Top of GIVEN RECORDS

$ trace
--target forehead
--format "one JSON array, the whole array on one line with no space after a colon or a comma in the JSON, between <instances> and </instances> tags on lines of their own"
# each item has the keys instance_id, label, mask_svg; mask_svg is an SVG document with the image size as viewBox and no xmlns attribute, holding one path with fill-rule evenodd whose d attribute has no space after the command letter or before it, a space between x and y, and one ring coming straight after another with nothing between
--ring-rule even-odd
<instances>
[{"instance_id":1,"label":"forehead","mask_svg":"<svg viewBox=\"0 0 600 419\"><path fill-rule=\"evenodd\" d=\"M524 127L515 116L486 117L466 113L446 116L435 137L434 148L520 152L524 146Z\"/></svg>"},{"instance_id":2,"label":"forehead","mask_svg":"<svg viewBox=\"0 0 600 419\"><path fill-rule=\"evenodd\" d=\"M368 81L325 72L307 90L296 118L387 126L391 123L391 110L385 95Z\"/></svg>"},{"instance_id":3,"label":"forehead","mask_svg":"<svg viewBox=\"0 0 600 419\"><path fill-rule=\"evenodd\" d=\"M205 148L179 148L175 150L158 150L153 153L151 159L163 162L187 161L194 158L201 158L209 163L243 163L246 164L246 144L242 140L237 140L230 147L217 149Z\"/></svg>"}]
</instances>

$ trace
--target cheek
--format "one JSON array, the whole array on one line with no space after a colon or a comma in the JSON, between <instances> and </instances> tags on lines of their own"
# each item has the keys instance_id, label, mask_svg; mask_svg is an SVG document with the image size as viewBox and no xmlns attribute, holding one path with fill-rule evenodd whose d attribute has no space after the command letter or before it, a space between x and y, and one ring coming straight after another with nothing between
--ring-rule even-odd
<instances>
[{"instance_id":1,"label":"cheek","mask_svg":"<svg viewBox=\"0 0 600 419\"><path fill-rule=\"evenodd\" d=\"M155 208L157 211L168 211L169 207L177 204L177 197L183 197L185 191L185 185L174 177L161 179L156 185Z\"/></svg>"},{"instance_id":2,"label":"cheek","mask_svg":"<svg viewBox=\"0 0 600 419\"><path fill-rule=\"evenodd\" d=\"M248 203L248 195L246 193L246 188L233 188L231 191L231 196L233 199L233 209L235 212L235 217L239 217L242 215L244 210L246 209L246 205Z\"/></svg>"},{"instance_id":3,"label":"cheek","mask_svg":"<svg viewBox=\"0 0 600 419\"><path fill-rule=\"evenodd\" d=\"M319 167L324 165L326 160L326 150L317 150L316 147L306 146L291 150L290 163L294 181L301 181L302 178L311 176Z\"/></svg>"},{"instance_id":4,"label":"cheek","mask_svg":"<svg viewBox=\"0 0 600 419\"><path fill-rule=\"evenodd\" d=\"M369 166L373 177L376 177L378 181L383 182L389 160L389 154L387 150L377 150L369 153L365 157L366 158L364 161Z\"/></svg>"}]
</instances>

Bottom of GIVEN RECORDS

EXERCISE DETAILS
The records above are to be copied in full, exactly as written.

SOLUTION TO THE EXERCISE
$ trace
--target forehead
--format "one JSON array, the whole array on one line with no space after a colon or a comma in the JSON, between <instances> and </instances> tags on lines of their own"
# each item has the keys instance_id, label, mask_svg; mask_svg is an SVG document with the image size as viewBox and no xmlns attribute, holding one path with fill-rule evenodd whose d attribute has no space after the command letter or before it, a space between x and y, and one ring coming straight after another with nothing between
--ring-rule even-odd
<instances>
[{"instance_id":1,"label":"forehead","mask_svg":"<svg viewBox=\"0 0 600 419\"><path fill-rule=\"evenodd\" d=\"M524 127L515 116L486 117L466 113L446 116L435 137L434 148L520 152L524 146Z\"/></svg>"},{"instance_id":2,"label":"forehead","mask_svg":"<svg viewBox=\"0 0 600 419\"><path fill-rule=\"evenodd\" d=\"M368 81L325 72L307 90L296 118L387 126L391 123L391 110L385 95Z\"/></svg>"},{"instance_id":3,"label":"forehead","mask_svg":"<svg viewBox=\"0 0 600 419\"><path fill-rule=\"evenodd\" d=\"M205 148L179 148L175 150L158 150L153 153L151 159L163 162L187 161L194 158L201 158L209 163L243 163L246 164L246 144L242 140L237 140L230 147L217 149Z\"/></svg>"}]
</instances>

$ trace
--target cheek
--format "one JSON array, the whole array on one line with no space after a colon or a comma in the JSON, between <instances> and </instances> tags on lines of their own"
# each item has the keys instance_id, label, mask_svg; mask_svg is an SVG document with the image size as viewBox and no xmlns attribute, holding one path with fill-rule evenodd whose d attribute has no space after the command letter or before it, a space between x and y, and one ring coming straight after another with nothing between
--ring-rule even-odd
<instances>
[{"instance_id":1,"label":"cheek","mask_svg":"<svg viewBox=\"0 0 600 419\"><path fill-rule=\"evenodd\" d=\"M155 208L157 211L168 211L169 207L177 204L177 197L183 197L185 191L185 185L174 177L161 179L156 185Z\"/></svg>"},{"instance_id":2,"label":"cheek","mask_svg":"<svg viewBox=\"0 0 600 419\"><path fill-rule=\"evenodd\" d=\"M248 203L248 195L246 193L246 188L233 188L231 191L231 196L233 199L233 209L235 212L235 217L239 217L242 215L244 210L246 209L246 205Z\"/></svg>"},{"instance_id":3,"label":"cheek","mask_svg":"<svg viewBox=\"0 0 600 419\"><path fill-rule=\"evenodd\" d=\"M319 167L324 165L326 160L326 150L317 150L316 147L306 146L291 150L290 163L294 181L301 181L302 178L311 176Z\"/></svg>"},{"instance_id":4,"label":"cheek","mask_svg":"<svg viewBox=\"0 0 600 419\"><path fill-rule=\"evenodd\" d=\"M369 166L373 177L376 177L378 181L383 182L389 160L389 154L387 150L377 150L369 153L365 157L366 158L364 161Z\"/></svg>"}]
</instances>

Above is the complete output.